◆ **PROBLEM REQUIREMENTS**
Each entry needs to be repeated exactly, with nothing added or removed.

◆ **Natural language region descriptions**

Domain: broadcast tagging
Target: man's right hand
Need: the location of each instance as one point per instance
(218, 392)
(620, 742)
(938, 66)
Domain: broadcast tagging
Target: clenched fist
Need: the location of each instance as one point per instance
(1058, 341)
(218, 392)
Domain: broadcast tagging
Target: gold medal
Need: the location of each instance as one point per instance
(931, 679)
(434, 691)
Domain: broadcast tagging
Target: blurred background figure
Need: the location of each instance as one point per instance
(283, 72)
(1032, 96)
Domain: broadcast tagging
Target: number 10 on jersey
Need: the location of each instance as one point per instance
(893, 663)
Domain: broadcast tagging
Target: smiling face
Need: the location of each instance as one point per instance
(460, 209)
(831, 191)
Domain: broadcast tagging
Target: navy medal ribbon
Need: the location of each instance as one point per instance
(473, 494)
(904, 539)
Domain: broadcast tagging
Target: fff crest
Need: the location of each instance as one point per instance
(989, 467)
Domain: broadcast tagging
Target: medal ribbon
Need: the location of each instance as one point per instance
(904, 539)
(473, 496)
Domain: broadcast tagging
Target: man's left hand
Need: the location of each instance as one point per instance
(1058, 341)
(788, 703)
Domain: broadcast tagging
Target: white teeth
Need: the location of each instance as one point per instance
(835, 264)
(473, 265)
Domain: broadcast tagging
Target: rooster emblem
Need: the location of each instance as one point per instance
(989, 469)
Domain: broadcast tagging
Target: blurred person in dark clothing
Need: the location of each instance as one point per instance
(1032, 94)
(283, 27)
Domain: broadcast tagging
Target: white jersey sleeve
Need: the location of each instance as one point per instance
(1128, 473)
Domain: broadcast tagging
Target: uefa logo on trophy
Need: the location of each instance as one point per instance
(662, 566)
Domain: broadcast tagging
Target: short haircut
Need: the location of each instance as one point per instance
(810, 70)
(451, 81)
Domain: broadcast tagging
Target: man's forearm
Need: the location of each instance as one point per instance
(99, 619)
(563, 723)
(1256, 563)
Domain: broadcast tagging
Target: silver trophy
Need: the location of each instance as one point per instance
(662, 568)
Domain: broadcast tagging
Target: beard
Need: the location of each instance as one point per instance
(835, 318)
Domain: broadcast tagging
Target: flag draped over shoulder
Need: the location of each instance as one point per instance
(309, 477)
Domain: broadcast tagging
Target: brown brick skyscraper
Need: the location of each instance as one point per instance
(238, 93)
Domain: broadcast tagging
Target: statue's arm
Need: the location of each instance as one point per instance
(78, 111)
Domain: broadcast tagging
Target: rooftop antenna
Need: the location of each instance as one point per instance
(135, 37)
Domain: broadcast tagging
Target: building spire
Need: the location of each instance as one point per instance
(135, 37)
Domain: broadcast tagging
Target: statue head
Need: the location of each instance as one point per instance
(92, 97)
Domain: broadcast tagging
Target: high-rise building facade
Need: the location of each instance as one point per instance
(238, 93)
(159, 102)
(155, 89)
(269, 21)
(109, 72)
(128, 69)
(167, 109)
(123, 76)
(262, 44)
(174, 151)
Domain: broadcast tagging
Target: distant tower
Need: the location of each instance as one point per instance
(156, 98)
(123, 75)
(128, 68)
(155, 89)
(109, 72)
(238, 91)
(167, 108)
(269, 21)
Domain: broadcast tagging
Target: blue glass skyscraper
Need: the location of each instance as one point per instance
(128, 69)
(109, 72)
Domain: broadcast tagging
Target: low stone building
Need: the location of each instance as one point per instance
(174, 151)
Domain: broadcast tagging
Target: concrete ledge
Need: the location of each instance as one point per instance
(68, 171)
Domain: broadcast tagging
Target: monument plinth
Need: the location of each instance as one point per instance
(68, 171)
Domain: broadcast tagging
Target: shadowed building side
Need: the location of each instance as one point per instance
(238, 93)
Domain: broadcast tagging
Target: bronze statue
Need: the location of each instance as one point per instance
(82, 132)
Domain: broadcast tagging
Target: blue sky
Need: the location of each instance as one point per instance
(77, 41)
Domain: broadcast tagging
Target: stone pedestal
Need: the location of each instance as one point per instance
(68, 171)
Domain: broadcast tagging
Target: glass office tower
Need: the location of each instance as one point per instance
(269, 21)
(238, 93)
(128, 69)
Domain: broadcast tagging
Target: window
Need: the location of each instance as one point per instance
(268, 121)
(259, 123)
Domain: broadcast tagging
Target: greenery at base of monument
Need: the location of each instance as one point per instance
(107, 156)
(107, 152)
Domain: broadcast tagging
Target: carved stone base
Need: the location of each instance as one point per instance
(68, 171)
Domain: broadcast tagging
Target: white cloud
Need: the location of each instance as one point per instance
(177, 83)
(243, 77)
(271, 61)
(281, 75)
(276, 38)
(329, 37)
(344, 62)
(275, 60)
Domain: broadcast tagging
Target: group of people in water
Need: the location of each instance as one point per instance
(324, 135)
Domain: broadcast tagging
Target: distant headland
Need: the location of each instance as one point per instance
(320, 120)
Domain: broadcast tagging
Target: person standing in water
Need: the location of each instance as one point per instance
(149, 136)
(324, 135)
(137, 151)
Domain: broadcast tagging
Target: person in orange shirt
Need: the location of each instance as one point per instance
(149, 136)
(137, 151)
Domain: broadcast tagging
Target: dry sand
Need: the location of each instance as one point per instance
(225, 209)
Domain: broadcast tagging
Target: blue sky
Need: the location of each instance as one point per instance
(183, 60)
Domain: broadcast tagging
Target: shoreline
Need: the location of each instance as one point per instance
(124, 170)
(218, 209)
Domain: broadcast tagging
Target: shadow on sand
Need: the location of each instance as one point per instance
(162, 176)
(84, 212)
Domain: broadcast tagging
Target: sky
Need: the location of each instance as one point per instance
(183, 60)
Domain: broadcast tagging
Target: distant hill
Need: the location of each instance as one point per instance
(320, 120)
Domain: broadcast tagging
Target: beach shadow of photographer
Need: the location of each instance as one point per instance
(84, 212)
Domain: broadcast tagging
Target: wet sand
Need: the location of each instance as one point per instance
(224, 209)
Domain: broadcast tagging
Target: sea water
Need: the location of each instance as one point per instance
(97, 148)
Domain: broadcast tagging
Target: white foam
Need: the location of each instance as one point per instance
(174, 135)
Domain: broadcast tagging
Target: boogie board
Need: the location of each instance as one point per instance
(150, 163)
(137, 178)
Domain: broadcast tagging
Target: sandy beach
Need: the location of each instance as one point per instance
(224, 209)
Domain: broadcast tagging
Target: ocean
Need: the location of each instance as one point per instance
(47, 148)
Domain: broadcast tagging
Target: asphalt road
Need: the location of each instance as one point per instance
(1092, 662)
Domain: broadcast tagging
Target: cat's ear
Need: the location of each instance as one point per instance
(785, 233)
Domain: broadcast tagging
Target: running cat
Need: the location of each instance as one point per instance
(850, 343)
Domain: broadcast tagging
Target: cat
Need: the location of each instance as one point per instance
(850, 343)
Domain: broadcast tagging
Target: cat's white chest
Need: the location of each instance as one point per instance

◆ **RESPONSE TO THE EXERCISE**
Domain: broadcast tagging
Target: man's right hand
Need: the location of each instance as one point per instance
(218, 392)
(620, 742)
(938, 66)
Domain: broadcast tagging
Target: clenched fist
Need: the location of each instance as one point per instance
(1058, 341)
(218, 392)
Domain: broadcast tagging
Target: gold medal
Need: the location of each instance as one point per instance
(931, 679)
(434, 691)
Domain: broadcast tagging
Target: blurred background figure
Need: the location of each instance as one point per instance
(283, 72)
(1032, 96)
Domain: broadcast tagging
Target: number 10 on jersey
Need: the location of each instance as one point per instance
(893, 663)
Domain: broadcast tagging
Target: smiling face
Need: the location of each instance as one point per instance
(460, 209)
(831, 191)
Domain: broadcast tagging
Target: navy medal ribbon
Need: the location of each instance as one point per instance
(473, 494)
(904, 539)
Domain: broadcast tagging
Target: fff crest
Need: the location of each instance as one point per instance
(989, 467)
Domain: broadcast tagging
Target: medal ribbon
Need: the location of each instance as one point per instance
(904, 539)
(473, 496)
Domain: broadcast tagging
Target: man's left hand
Need: the location of each instance as one point per instance
(1058, 341)
(788, 703)
Domain: broadcast tagging
Target: white teeth
Need: the location of each instance as one point per instance
(835, 264)
(473, 265)
Domain: broadcast tagging
Target: rooster emblem
Need: the location of each instance as one point per instance
(989, 469)
Domain: broadcast tagging
Target: blurred person in dark clothing
Need: the location of each instance as one point per instance
(1032, 94)
(283, 27)
Domain: broadcast tagging
Target: white jersey sleeve
Need: the location of each instance as one point per instance
(1128, 473)
Domain: broadcast tagging
Target: uefa logo on trophy
Need: the location of each instance as one point per instance
(662, 566)
Domain: broadcast tagging
Target: short haircut
Need: the location of each instance as one point per instance
(810, 70)
(451, 81)
Domain: broadcast tagging
Target: man's forearm
Need: the location of each instance as one point per instance
(99, 619)
(563, 723)
(1256, 563)
Domain: broadcast tagging
Target: silver trophy
Need: the location of each instance as one point per instance
(662, 568)
Domain: broadcast tagging
Target: beard
Need: the location of each instance as one point per instance
(835, 318)
Domain: broadcast tagging
Target: flag draped over shoulder
Need: the location of each instance as one point per instance
(309, 477)
Domain: broadcast tagging
Target: brown brick skyscraper
Need: the location of each instance as one point per instance
(238, 93)
Domain: broadcast tagging
Target: statue's arm
Need: the location of each instance as one point per instance
(78, 111)
Domain: broadcast tagging
Target: rooftop antenna
Need: the location of each instance as one point per instance
(135, 37)
Domain: broadcast tagging
Target: building spire
Need: the location of each instance as one point per instance
(135, 37)
Domain: broadcast tagging
Target: statue head
Need: the location of each instance as one point per instance
(92, 97)
Domain: broadcast tagging
Target: high-rise building facade
Need: the location of each instance as one point per instance
(238, 93)
(159, 102)
(155, 89)
(269, 21)
(109, 72)
(128, 69)
(167, 109)
(123, 76)
(262, 44)
(174, 151)
Domain: broadcast tagging
Target: distant tower
Need: the location of each instance as one point per instance
(156, 98)
(123, 75)
(128, 68)
(155, 89)
(109, 72)
(238, 91)
(167, 108)
(269, 21)
Domain: broadcast tagging
Target: blue glass skyscraper
Need: the location of each instance as one point per instance
(128, 69)
(109, 72)
Domain: broadcast tagging
Target: low stone building
Need: the location of each instance as one point per instance
(174, 151)
Domain: broadcast tagging
Target: concrete ledge
Need: the location of each instance as one point per instance
(68, 171)
Domain: broadcast tagging
Target: monument plinth
Need: the location of each instance as one point per instance
(68, 171)
Domain: broadcast tagging
Target: shadowed building side
Need: the location of each instance as one point per instance
(238, 93)
Domain: broadcast tagging
Target: bronze statue
Need: the location of each instance as one point per instance
(82, 132)
Domain: broadcast tagging
Target: blue sky
Need: the location of each instance as one point per instance
(77, 41)
Domain: broadcast tagging
Target: stone pedestal
Need: the location of each instance as one point per instance
(68, 171)
Domain: broadcast tagging
Target: glass office tower
Need: the location of each instance as one point per instance
(269, 21)
(238, 93)
(128, 69)
Domain: broadcast tagging
Target: window
Need: the location of each instance as one point per instance
(268, 121)
(259, 123)
Domain: broadcast tagging
Target: greenery at base of monument
Need: the location of each instance as one point per instance
(107, 156)
(107, 152)
Domain: broadcast tagging
Target: carved stone base
Need: the location of each instance as one point per instance
(68, 171)
Domain: broadcast tagging
Target: white cloud
Need: the location of each instance as one point per instance
(177, 83)
(243, 77)
(271, 61)
(281, 75)
(276, 38)
(329, 37)
(344, 62)
(275, 60)
Domain: broadcast tagging
Target: group of people in water
Need: the location of each instance as one point per instance
(324, 135)
Domain: broadcast tagging
Target: distant headland
Need: the location of each instance as one point per instance
(320, 120)
Domain: broadcast tagging
Target: person standing in water
Need: the location of each instance as one point per instance
(149, 136)
(324, 135)
(137, 151)
Domain: broadcast tagging
Target: person in orange shirt
Need: the location of each instance as one point per instance
(149, 136)
(137, 151)
Domain: broadcast tagging
Target: dry sand
Need: the location of each instance as one point per instance
(225, 209)
Domain: broadcast tagging
Target: blue sky
Need: the location of each instance as one point per instance
(183, 60)
Domain: broadcast tagging
Target: shoreline
Need: the location of each instance as one point per instance
(124, 170)
(218, 209)
Domain: broadcast tagging
Target: shadow on sand
Need: the location of each instance as one point per instance
(162, 176)
(84, 212)
Domain: broadcast tagging
Target: sky
Need: the location of each instance as one point per instance
(183, 60)
Domain: broadcast tagging
Target: distant hill
Need: the location of each instance as one point per instance
(320, 120)
Domain: broadcast tagging
Target: beach shadow of photographer
Need: the location of each instance as one point per instance
(84, 212)
Domain: broadcast tagging
Target: wet sand
Need: the location of each instance as one point per instance
(224, 209)
Domain: broadcast tagging
Target: sea water
Need: the location of each instance as one point per instance
(97, 148)
Domain: broadcast tagging
Target: white foam
Need: the location of each instance as one point per instance
(174, 135)
Domain: broadcast tagging
Target: boogie board
Need: the location of each instance as one point per instance
(150, 163)
(137, 178)
Domain: broadcast tagging
Target: sandy beach
Need: the location of each instance as one point per instance
(224, 209)
Domain: broadcast tagging
Target: ocean
Need: the location of each instance as one point per instance
(47, 148)
Domain: broadcast tagging
Target: asphalt road
Need: the location of each instance as one point per instance
(1092, 662)
Domain: broadcast tagging
Target: cat's ear
Need: the location of each instance as one point per instance
(785, 233)
Domain: broadcast tagging
Target: running cat
Need: the location of each instance as one point per instance
(850, 343)
Domain: broadcast tagging
Target: cat
Need: the location of each instance as one point per instance
(850, 343)
Domain: broadcast tagging
Target: cat's white chest
Need: the location of each instance as one point per instance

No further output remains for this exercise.